Arrange the records as a Markdown table, starting at the line containing "Where can you see the girl" and ending at the line containing "(1015, 532)". Use the columns Row and Line, number each row, and leave out any blank lines.

— START RECORDS FOR PROCESSING —

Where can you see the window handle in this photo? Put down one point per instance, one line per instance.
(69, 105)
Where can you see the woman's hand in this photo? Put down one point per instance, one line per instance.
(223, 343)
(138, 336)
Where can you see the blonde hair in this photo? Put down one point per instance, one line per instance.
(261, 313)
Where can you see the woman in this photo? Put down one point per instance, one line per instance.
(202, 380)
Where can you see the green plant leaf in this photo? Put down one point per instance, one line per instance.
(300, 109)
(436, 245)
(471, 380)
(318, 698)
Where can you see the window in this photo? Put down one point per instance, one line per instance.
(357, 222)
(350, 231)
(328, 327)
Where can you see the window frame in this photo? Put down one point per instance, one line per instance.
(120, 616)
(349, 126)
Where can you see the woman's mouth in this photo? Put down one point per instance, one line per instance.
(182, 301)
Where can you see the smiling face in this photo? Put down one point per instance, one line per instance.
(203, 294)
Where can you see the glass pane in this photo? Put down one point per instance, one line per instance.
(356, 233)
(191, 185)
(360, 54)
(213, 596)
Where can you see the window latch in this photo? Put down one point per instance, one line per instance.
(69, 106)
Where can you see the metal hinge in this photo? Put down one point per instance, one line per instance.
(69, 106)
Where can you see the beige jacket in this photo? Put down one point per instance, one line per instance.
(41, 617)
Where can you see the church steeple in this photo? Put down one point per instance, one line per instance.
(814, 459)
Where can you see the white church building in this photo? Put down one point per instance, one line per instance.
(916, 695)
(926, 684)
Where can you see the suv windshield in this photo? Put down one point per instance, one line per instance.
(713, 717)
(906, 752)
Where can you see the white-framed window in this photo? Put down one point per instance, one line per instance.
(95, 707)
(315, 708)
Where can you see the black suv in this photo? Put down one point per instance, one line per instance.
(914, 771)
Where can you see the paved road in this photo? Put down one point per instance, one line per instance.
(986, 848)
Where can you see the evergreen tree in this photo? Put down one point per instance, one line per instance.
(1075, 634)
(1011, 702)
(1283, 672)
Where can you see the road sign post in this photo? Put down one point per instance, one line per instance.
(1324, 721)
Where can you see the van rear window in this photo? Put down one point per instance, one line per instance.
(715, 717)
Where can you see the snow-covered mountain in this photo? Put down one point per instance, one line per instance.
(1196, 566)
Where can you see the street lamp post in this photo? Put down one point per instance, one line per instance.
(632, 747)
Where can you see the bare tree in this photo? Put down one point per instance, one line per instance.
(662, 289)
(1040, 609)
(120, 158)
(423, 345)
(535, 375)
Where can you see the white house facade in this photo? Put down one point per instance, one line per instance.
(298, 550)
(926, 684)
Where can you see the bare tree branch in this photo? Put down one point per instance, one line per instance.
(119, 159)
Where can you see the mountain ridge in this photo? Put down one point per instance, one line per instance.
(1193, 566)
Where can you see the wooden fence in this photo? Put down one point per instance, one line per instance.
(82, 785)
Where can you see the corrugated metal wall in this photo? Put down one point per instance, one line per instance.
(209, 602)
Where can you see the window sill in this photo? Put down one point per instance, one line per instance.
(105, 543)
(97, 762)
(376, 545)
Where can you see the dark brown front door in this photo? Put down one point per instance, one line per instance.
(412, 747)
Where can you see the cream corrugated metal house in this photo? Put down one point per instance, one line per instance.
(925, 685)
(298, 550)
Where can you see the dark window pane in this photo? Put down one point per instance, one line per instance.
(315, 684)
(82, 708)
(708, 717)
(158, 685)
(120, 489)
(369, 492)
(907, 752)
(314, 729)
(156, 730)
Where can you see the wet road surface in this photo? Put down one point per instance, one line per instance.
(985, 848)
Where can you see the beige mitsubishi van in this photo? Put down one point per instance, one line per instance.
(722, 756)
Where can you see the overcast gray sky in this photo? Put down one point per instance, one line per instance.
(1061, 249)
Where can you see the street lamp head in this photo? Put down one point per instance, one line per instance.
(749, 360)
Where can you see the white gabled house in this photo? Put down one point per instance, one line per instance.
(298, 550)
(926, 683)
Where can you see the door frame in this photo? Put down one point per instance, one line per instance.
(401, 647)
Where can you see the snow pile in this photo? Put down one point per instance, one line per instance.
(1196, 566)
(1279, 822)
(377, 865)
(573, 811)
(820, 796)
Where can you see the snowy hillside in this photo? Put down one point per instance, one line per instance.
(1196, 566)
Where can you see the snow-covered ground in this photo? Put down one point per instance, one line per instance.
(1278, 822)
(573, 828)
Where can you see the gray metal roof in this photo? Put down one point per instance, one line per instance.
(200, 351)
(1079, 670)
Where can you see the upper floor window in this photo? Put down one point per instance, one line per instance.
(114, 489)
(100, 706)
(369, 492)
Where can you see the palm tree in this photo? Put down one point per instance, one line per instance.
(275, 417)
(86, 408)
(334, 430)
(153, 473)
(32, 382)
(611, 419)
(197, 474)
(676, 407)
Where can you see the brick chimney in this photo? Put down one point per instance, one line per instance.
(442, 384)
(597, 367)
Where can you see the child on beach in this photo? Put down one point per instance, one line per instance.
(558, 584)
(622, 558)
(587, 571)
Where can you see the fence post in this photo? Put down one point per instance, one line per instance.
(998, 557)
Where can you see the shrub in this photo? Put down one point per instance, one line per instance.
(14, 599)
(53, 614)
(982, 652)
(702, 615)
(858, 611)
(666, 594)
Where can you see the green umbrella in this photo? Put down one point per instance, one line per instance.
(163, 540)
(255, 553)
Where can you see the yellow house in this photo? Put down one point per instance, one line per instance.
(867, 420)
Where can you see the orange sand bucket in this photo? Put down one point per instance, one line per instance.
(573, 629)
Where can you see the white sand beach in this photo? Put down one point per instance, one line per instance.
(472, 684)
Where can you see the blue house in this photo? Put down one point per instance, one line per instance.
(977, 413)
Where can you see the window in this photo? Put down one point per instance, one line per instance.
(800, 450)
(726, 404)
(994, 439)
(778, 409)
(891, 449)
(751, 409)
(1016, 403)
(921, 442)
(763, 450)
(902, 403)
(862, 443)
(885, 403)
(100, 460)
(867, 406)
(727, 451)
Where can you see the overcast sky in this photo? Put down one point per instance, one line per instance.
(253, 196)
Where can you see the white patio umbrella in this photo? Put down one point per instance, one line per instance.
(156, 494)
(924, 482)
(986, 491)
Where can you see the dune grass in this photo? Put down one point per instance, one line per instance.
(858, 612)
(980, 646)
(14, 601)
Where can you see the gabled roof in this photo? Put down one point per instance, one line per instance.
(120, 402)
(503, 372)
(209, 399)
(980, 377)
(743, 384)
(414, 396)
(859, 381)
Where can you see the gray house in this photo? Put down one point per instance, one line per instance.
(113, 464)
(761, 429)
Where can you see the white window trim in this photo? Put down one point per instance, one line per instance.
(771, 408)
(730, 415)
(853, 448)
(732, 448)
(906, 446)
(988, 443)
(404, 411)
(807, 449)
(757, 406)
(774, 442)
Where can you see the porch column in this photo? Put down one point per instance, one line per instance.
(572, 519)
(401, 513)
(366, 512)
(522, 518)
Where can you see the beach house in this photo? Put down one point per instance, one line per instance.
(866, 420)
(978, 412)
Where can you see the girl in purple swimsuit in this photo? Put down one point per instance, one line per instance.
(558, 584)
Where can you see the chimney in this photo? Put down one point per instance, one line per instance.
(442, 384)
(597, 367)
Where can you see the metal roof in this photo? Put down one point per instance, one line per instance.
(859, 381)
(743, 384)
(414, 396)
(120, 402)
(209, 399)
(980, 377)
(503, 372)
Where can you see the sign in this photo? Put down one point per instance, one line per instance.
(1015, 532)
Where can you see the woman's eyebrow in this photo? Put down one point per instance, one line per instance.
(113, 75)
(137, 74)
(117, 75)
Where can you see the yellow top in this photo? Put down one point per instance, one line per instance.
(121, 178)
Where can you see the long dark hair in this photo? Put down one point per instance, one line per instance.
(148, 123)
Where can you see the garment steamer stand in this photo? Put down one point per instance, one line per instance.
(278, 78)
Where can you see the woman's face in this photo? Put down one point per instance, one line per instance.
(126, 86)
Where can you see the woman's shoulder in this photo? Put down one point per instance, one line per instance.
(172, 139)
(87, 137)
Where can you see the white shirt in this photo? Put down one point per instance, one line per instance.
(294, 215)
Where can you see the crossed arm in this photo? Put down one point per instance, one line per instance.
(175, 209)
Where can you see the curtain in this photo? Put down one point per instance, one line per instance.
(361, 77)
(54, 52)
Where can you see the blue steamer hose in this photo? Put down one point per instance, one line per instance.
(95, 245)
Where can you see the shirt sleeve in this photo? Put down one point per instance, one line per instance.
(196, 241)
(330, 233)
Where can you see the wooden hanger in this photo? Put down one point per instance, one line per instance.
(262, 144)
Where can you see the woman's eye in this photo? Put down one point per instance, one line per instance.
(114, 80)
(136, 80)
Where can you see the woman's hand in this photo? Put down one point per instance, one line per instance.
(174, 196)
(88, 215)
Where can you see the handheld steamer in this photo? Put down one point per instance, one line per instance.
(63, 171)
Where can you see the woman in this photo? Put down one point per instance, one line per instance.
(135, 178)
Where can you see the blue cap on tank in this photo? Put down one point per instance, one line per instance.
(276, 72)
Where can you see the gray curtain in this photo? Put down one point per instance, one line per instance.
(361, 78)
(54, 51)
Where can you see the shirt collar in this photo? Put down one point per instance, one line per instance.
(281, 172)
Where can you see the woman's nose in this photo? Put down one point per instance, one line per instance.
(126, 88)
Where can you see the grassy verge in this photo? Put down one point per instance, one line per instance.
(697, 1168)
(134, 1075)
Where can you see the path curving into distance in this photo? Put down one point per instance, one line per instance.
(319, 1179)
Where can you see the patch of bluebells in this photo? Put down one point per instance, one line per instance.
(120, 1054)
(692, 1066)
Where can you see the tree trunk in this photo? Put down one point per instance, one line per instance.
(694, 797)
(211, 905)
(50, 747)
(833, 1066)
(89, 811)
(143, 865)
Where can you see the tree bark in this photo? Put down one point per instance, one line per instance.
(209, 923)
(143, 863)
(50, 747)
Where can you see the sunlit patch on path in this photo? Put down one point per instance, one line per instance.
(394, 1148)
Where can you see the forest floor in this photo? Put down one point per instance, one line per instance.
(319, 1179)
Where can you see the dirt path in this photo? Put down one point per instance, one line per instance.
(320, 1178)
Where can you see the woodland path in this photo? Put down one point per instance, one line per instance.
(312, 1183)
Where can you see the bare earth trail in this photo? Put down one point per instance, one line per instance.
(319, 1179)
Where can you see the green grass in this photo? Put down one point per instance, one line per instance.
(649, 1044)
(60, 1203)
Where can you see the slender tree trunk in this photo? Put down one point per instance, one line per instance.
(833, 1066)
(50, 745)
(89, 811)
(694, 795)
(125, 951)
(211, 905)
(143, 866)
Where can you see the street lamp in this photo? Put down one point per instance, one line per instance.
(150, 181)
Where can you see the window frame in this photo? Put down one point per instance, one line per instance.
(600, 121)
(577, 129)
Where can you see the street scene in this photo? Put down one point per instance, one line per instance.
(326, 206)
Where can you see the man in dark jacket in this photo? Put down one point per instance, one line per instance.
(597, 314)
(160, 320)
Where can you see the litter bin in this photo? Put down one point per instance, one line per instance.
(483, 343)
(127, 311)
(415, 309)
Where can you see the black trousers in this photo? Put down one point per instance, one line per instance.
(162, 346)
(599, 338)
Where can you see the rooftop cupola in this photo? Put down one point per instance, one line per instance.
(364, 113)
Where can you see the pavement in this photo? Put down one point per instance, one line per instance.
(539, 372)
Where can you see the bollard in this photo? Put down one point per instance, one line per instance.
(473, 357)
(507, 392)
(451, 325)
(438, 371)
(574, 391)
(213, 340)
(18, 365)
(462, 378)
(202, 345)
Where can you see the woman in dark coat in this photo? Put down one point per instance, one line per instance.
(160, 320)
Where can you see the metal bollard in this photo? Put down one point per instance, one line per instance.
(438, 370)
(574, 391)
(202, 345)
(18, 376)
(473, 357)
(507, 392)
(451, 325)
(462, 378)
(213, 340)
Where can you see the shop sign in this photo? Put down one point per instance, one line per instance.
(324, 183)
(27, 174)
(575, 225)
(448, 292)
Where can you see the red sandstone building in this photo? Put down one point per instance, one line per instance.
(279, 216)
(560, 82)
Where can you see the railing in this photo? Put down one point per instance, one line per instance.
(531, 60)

— END RECORDS FOR PROCESSING —

> **SOLVED PROBLEM**:
| Row | Line |
|---|---|
| 1 | Where can you see the girl in purple swimsuit in this photo? Put down one point per instance, one line per instance. |
| 2 | (558, 584) |
| 3 | Where can you see the chimney in this photo? Put down one point per instance, one line per instance. |
| 4 | (442, 384) |
| 5 | (597, 367) |
| 6 | Where can you see the metal roof in this photo? Put down one point per instance, one line per instance. |
| 7 | (859, 381) |
| 8 | (743, 384) |
| 9 | (414, 396) |
| 10 | (120, 402) |
| 11 | (209, 399) |
| 12 | (980, 377) |
| 13 | (503, 372) |
| 14 | Where can you see the sign in this photo? Put down one point per instance, one line per instance. |
| 15 | (1015, 532) |